# Aangeleverde tekst:
Er zijn een aantal "slaapkamers". Zo'n kamer is (net als de publieke kamers trouwens) een enorm rechthoekig vertrek. Als extra heeft een slaapkamer aan beide kanten een stuk met een verlaagd plafond (denk dan aan 3,5 in plaats van 5 meter of zo). Een soort bedstee voor reuzen, zeg maar.
De drie "afdelingen" van het vertrek hebben verschillend betegelde vloeren, verschillend betegelde wanden, en vooral ook verschillend bewerkte plafonds.
Het is adembenemend hier, je weet niet waar je kijken moet. Overal grote Moorse bogen als doorgang, rondom versierd met pleisterwerk en tegels. De tegels liggen in ingewikkelde mozaieken, en bestaan zelf vaak weer uit mozaiek (soms lijken ze op vlechtwerkjes van tegellinten). De plafonds zijn zo minutieus bewerkt en hebben zo'n enorme oppervlakte dat het vele jaren moet hebben gekost om één zo'n vertrek op te leveren.
Er zijn betegelde (venster)banken met uitzicht op de binnenplaats of op de tuinen er achter. Er zijn zuilen die overal verschillend zijn.
Dat is bovendien het enige wat je ziet: er staan geen meubelen, er hangen geen schilderijen of kroonluchters. Je ziet alleen de "kale" vloeren, muren en plafonds, in het licht dat de bogen en de ramen doorlaten.
Na een paar uitzichten over de tuinen besluiten we die te gaan bekijken, en de rest van het gebouw voor later te bewaren.
Achter het Alcazar is een enorme ruimte, tot aan de Jardines de Murillo en de lange straat bij het Alfonso XIII, die helemaal is opgevuld met de tuinen van het Alcazar.
Vlakbij het Alcazar zelf, waar we uiteraard beginnen omdat we vanuit één van de betegelde ruimten naar buiten lopen, hebben de tuinen de vorm van kamers. De muren worden gevormd door stenen bogen met betegelde banken. Deze tuinen heten de Jardin de la Danza, de tuin van de dans.
Je loopt over betegelde paden, en de planten staan in verdiepte bedden. In vrijwel elke kamer is iets met water: een vogeldrinkbak, een fontein. Vaak wordt zo'n fontein gebruikt om irrigatiekanaaltjes van water te voorzien, maar helaas is er blijkbaar een waterprobleem in Sevilla: er zijn maar een paar plekken waar water stroomt.

# Annotatiegegevens voor objectlocatie:
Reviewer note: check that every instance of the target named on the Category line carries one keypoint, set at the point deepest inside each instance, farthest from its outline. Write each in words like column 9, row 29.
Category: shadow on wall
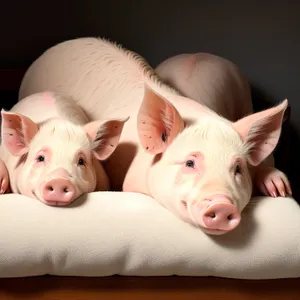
column 287, row 151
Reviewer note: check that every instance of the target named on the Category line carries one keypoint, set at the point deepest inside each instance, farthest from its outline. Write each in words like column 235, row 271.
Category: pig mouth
column 49, row 203
column 212, row 217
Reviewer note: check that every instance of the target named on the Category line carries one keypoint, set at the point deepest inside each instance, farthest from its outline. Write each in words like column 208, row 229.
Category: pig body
column 189, row 156
column 48, row 149
column 188, row 74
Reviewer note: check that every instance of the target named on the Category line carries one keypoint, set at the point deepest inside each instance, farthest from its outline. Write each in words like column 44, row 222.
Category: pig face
column 202, row 172
column 59, row 160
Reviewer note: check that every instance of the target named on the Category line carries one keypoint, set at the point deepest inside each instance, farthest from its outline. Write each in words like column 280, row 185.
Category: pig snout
column 58, row 191
column 216, row 214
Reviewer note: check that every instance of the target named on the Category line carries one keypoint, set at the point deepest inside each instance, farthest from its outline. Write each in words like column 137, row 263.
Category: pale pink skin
column 166, row 131
column 51, row 151
column 185, row 73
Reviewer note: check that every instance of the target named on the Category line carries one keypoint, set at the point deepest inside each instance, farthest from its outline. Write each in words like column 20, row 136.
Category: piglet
column 50, row 151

# Opdracht 1:
Kopieer uit de tekst over het Alcazar letterlijk het gedeelte vanaf "Je loopt over" tot en met "waar water stroomt.".
# Opdracht 2:
Waarom beginnen de bezoekers in de tekst over het Alcazar hun rondgang door de tuinen vlak bij het gebouw zelf? Antwoord in één tot drie zinnen.
# Opdracht 3:
Zet de tekst over het Alcazar en zijn tuinen voort vanaf het punt waar deze ophoudt.

# Antwoord 1:
Je loopt over betegelde paden, en de planten staan in verdiepte bedden. In vrijwel elke kamer is iets met water: een vogeldrinkbak, een fontein. Vaak wordt zo'n fontein gebruikt om irrigatiekanaaltjes van water te voorzien, maar helaas is er blijkbaar een waterprobleem in Sevilla: er zijn maar een paar plekken waar water stroomt.

# Antwoord 2:
Zij beginnen daar omdat zij vanuit één van de betegelde ruimten van het Alcazar naar buiten lopen. Zo komen zij als eerste in de tuinen die direct aan het gebouw grenzen.

# Antwoord 3:
Vanuit deze "kamertuinen" kun je een stukje van de kelders in. Leemkleurige gewelven. Dit zijn de Baños de Dona Maria de Padilla, Moors, uit de 12de eeuw. En ze zijn, anders dan de naam suggereert, niet bedoeld om in te baden, maar als opslag van regenwater.
Links en rechts zie je gangen, afgeschermd met een hek, waarachter tegels en allerlei aardewerk wordt bewaard.
Dan voor ons een heel lang rechthoekig bassin met een laagje water, vol met muntjes (tot zover je kunt zien, en gooien).
Links en rechts hiervan een smal gangetje, ook weer afgeschermd met een hek. Aan het einde een wand die expres rustiek als grotwand is gemodelleerd.
Het is altijd koel hier, heerlijk in de zomer.
Weer buiten lopen we verder door de tuinen, tot aan het bassin van Mercurius: een rechthoekige vijver met in het midden een bronzen Mercurius.
Dat bassin ligt een stukje hoger: je komt er via een trapje. Het is een aangename plek om even bij te kletsen.
Daar slaan we rechtsaf, weg van het Alcazar, dieper de tuinen in.
De geur van sinaasappelbloesem hangt hier, en de geur van witte klimrozen. Een bloeiende blauwe regen klimt in een boom vol oranje sinaasappelen, er zijn citroenbomen, mandarijntjes, lichtgele Kerria, dit is weelderig vruchtbaar Andalucia.
We komen langs een paviljoen, dat vreemd genoeg ooit het graf was van een belangrijke Moor; door onze eigen Karel V omgebouwd tot plezierpaviljoen, met aan alle kanten banken in allerlei kleuren tegeltjes, en slanke zuiltjes daarachter, en een pannendakje dat in alle vier de hoeken voorzien is van een geglazuurde rand.
Er zijn prieeltjes, cypressen, en een doolhof, waar we de hoofden van twee Spanjaarden bovenuit zien steken, die stikkend van het lachen hun weg er uit proberen te vinden.
Dan gaan de tuinen over in een Engelse tuin: lange gebogen vormen, groene bodembedekkers, en cypressen. Geen bloemen hier.
We vinden een bankje bij een rechthoekige vijver, met een vreemd beeld dat de vijver van water hoort te voorzien (maar het niet doet): een haan bovenop een hond, waarbij de haan veel groter is dan de hond. Laten we maar denken dat er een oud Moors verhaal bestaat over een reuzenhaan en een minihondje; anders kan ik er geen touw aan vastknopen.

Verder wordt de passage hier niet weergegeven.